Document passage:
........

Paying for Health Care Reform
According to the New York Times, support is waning for limiting the tax exclusion on employer sponsored insurance (ESI) in order to pay for some of the costs of expanding health insurance coverage. According to the article:
An effort by Senator Max Baucus of Montana to develop compromise health care legislation has come under sharp assault by fellow Democrats who have urged him to abandon a plan to help pay for the bill by taxing some employer-provided health benefits …
opinion polls show the idea to be generally unpopular, and several senators up for re-election in 2010, including the majority leader, Senator Harry Reid of Nevada, have said they oppose it …
opposition emerged on several fronts, and there was a deep rift between urban states, with large numbers of unionized workers who would be hard hit by the tax …
As a result of the opposition among Democrats, Senator Kent Conrad, Democrat of North Dakota and a member of the Finance Committee, said negotiators were considering a broad range of options, including a tax on benefits with a higher threshold — $25,000 a year — that would generate $90 billion.
The ESI exclusion essentially exempts compensation in the form of health insurance from taxation, even as it taxes normal wages. Although this exclusion does encourage employers to offer health insurance, and reduces the cost of that insurance for individuals (relative to if it were taxed), most experts consider it to be a poor way to subsidize health care.
For one, the ESI exclusion is quite regressive: If you make $400,000 a year, and are thus in the 35 percent bracket, the government essentially pays you 35 cents for every dollar of health insurance you have. But if you make $40,000 a year, you’ll only get a 15 cent per dollar subsidy.

........

Stored data:
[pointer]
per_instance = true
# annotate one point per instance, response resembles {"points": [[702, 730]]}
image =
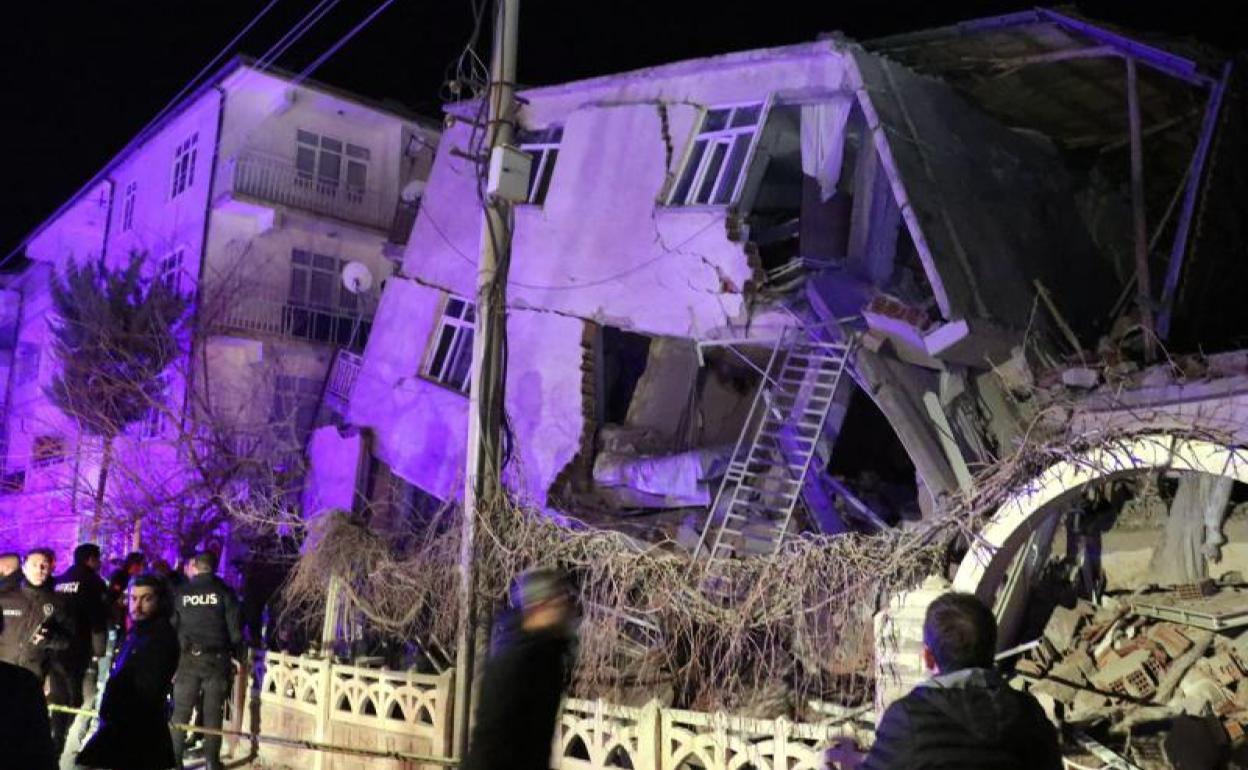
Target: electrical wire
{"points": [[333, 49], [292, 35]]}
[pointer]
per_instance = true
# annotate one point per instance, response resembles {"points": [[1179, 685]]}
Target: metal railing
{"points": [[276, 180], [267, 312], [342, 376]]}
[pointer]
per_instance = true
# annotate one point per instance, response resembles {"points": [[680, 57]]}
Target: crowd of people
{"points": [[180, 640], [174, 632]]}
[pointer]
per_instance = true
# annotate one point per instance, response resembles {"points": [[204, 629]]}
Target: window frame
{"points": [[726, 137], [441, 361], [543, 146], [127, 206], [59, 453], [185, 156], [347, 156], [171, 270], [155, 419]]}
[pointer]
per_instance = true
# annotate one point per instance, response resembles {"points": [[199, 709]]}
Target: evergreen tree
{"points": [[115, 332]]}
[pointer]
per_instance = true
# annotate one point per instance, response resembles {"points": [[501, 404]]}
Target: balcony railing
{"points": [[342, 377], [265, 312], [275, 180]]}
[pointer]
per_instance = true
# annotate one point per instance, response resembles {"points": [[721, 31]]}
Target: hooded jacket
{"points": [[521, 690], [134, 729], [33, 625], [965, 720]]}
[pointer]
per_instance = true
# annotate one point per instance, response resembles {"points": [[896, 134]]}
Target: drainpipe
{"points": [[75, 486]]}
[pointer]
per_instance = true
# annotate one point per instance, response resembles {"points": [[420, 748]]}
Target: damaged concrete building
{"points": [[703, 240], [825, 286]]}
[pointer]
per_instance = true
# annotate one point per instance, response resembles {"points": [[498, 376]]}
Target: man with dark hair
{"points": [[117, 583], [35, 622], [206, 614], [134, 733], [524, 678], [965, 716], [10, 569], [74, 670]]}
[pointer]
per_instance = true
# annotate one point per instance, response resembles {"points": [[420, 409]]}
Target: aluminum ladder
{"points": [[764, 478]]}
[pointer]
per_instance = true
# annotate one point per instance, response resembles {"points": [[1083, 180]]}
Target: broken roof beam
{"points": [[1011, 65], [1163, 61], [1140, 226], [1174, 268], [905, 40]]}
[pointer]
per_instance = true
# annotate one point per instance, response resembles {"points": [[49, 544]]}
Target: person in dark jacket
{"points": [[524, 679], [207, 617], [25, 736], [34, 618], [965, 716], [74, 670], [119, 580], [134, 729]]}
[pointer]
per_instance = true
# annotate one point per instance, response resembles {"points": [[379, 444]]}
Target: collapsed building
{"points": [[821, 287]]}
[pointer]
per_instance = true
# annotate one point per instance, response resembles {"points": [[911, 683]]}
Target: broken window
{"points": [[543, 147], [127, 207], [48, 451], [321, 162], [624, 357], [713, 170], [871, 469], [156, 417], [171, 272], [184, 166], [449, 360], [296, 401], [26, 363]]}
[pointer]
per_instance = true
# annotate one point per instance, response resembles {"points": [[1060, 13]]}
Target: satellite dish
{"points": [[356, 277], [413, 191]]}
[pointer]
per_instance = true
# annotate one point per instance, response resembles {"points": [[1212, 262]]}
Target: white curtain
{"points": [[823, 141]]}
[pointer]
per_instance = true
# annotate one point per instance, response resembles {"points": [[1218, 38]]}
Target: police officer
{"points": [[35, 622], [206, 614], [74, 673]]}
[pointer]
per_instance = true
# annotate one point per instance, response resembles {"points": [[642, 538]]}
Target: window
{"points": [[327, 165], [48, 451], [26, 363], [544, 149], [156, 418], [295, 406], [127, 207], [451, 358], [320, 307], [316, 281], [184, 166], [714, 169], [171, 270]]}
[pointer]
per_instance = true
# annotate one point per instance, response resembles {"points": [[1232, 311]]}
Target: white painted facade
{"points": [[247, 176], [604, 247]]}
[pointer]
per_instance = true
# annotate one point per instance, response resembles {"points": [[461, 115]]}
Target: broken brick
{"points": [[1171, 639]]}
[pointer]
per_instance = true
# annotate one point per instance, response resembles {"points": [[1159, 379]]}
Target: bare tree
{"points": [[114, 333]]}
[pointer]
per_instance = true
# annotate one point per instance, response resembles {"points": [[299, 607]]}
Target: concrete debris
{"points": [[1081, 377], [1116, 667]]}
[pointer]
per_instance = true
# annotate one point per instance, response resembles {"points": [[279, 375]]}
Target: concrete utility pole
{"points": [[483, 486]]}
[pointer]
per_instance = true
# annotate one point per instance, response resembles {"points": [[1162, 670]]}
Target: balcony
{"points": [[273, 180], [342, 377], [266, 312]]}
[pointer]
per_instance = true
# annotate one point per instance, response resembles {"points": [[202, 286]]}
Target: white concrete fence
{"points": [[308, 699]]}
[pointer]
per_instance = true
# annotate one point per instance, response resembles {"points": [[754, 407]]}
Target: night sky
{"points": [[81, 77]]}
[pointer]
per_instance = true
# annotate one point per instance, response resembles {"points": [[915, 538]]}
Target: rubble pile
{"points": [[1145, 658]]}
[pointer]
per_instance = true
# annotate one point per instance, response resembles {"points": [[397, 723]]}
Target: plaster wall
{"points": [[603, 246], [422, 426]]}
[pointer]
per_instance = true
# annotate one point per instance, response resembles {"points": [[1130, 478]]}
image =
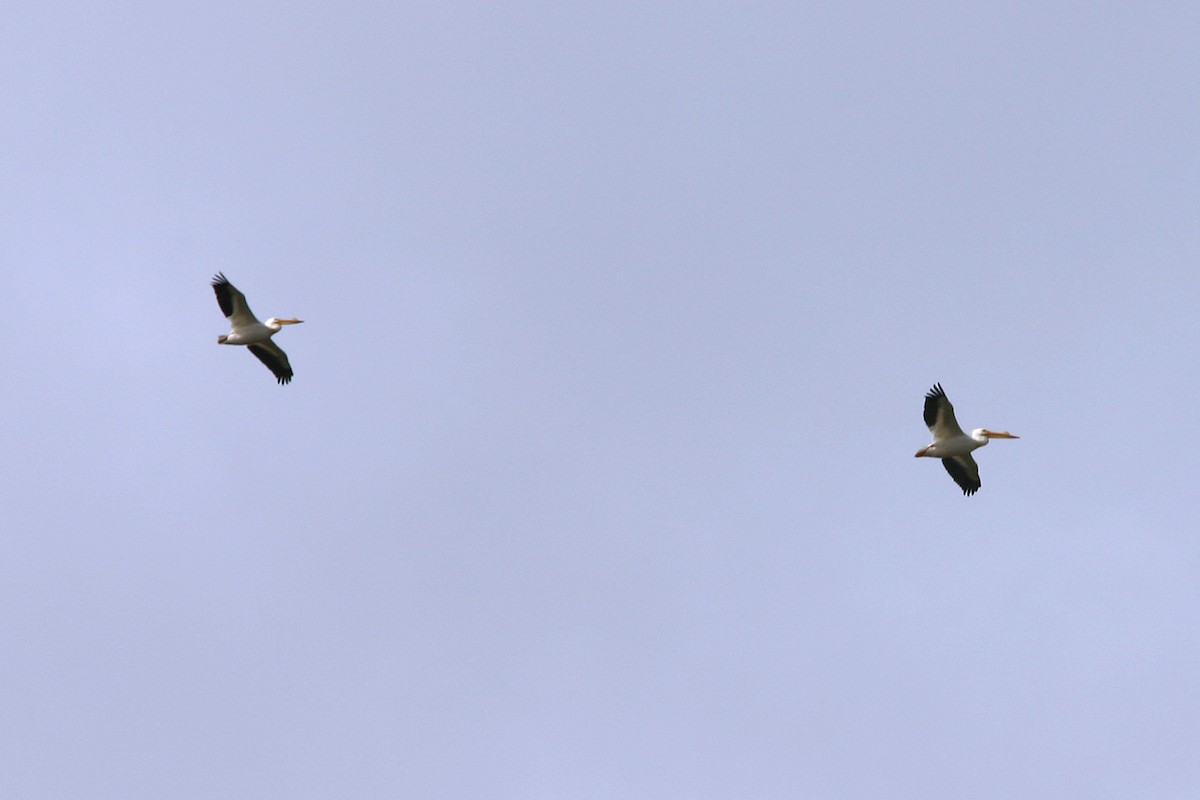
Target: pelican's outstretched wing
{"points": [[965, 473], [233, 302], [940, 415], [275, 359]]}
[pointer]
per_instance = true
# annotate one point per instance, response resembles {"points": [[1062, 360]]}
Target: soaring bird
{"points": [[951, 444], [249, 331]]}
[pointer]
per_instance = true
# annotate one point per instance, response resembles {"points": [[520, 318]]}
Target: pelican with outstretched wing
{"points": [[249, 331], [951, 444]]}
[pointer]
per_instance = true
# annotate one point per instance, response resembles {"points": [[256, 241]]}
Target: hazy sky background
{"points": [[597, 475]]}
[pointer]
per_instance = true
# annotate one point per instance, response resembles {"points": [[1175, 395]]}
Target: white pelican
{"points": [[951, 444], [251, 332]]}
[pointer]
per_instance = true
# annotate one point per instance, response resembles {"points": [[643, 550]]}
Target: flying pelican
{"points": [[951, 444], [251, 332]]}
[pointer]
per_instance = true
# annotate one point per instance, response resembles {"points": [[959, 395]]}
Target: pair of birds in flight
{"points": [[949, 444]]}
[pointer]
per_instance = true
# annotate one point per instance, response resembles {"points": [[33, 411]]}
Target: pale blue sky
{"points": [[595, 479]]}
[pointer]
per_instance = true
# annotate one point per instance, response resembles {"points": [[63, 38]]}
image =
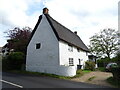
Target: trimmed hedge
{"points": [[13, 61], [89, 65], [116, 72]]}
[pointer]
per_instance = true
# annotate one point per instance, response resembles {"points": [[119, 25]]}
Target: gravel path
{"points": [[99, 78]]}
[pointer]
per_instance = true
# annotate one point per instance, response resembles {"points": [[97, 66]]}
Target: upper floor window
{"points": [[38, 45], [70, 48], [71, 63]]}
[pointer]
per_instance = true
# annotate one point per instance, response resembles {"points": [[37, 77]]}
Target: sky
{"points": [[87, 17]]}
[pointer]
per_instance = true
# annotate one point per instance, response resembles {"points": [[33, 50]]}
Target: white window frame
{"points": [[71, 62]]}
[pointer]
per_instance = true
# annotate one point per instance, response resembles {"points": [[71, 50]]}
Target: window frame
{"points": [[71, 62], [70, 48]]}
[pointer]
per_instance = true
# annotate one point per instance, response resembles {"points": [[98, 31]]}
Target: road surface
{"points": [[11, 80]]}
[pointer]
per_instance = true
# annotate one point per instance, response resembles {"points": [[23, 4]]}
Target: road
{"points": [[10, 80]]}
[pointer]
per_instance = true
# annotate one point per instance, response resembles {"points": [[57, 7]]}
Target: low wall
{"points": [[58, 70]]}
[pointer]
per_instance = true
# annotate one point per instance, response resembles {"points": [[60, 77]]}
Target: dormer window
{"points": [[38, 45], [70, 48]]}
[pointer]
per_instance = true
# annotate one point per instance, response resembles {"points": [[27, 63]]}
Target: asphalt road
{"points": [[10, 80]]}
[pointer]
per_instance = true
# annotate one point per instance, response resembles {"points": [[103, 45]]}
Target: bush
{"points": [[116, 72], [103, 62], [89, 65], [13, 61]]}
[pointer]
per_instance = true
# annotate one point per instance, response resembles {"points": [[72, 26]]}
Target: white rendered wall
{"points": [[65, 54], [41, 60], [46, 59]]}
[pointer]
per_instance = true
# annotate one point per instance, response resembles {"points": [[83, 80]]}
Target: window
{"points": [[79, 61], [38, 45], [71, 63], [70, 48]]}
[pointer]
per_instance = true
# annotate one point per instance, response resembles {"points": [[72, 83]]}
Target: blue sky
{"points": [[87, 17]]}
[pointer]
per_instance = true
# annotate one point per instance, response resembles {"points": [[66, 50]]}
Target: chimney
{"points": [[75, 32], [45, 11]]}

........

Assigned task 1:
Answer these questions from the passage on paying for health care reform:
(a) Which senator's effort to develop compromise health care legislation came under assault from fellow Democrats?
(b) Under the option with a higher threshold, how much revenue would a tax on benefits generate?
(c) What subsidy per dollar of health insurance does someone earning $40,000 a year receive?
Assigned task 2: Write out the part of the health care reform passage that opens with the words containing "The ESI exclusion essentially" and closes with "per dollar subsidy.".
Assigned task 3:
State whether each statement agrees with the passage on paying for health care reform, and quote the deciding words:
(a) Senator Harry Reid has said that he opposes taxing some employer-provided health benefits.
(b) Senator Kent Conrad is identified as a Republican.
(c) Most experts regard the ESI exclusion as a good way to subsidize health care.

Exercise answer 1:
(a) Senator Max Baucus of Montana.
(b) $90 billion.
(c) 15 cents per dollar.

Exercise answer 2:
The ESI exclusion essentially exempts compensation in the form of health insurance from taxation, even as it taxes normal wages. Although this exclusion does encourage employers to offer health insurance, and reduces the cost of that insurance for individuals (relative to if it were taxed), most experts consider it to be a poor way to subsidize health care.
For one, the ESI exclusion is quite regressive: If you make $400,000 a year, and are thus in the 35 percent bracket, the government essentially pays you 35 cents for every dollar of health insurance you have. But if you make $40,000 a year, you’ll only get a 15 cent per dollar subsidy.

Exercise answer 3:
(a) Yes: "several senators up for re-election in 2010, including the majority leader, Senator Harry Reid of Nevada, have said they oppose it"
(b) No: "Senator Kent Conrad, Democrat of North Dakota and a member of the Finance Committee"
(c) No: "most experts consider it to be a poor way to subsidize health care"